__Prompt__:
Down to the last line, write out the entries below exactly and omit all pictures.

*** Records for this exercise Section Begins ***

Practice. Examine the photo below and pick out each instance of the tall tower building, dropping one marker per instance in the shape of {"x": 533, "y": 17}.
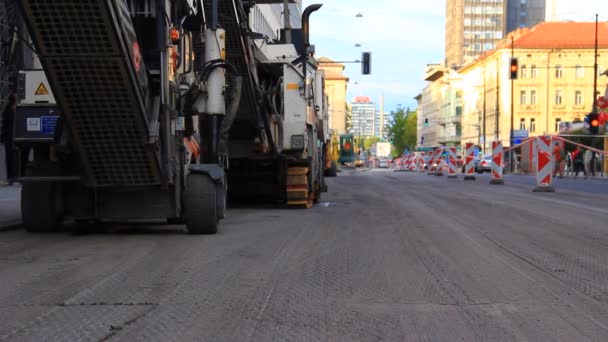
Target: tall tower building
{"x": 526, "y": 13}
{"x": 475, "y": 26}
{"x": 363, "y": 112}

*** Records for this exercise Section Ends ***

__Task result__:
Practice. Examine the photo below and pick out each instance of the tall tower building, dropping one marker per instance in the shape of {"x": 533, "y": 17}.
Target: tall tower building
{"x": 526, "y": 13}
{"x": 475, "y": 26}
{"x": 363, "y": 112}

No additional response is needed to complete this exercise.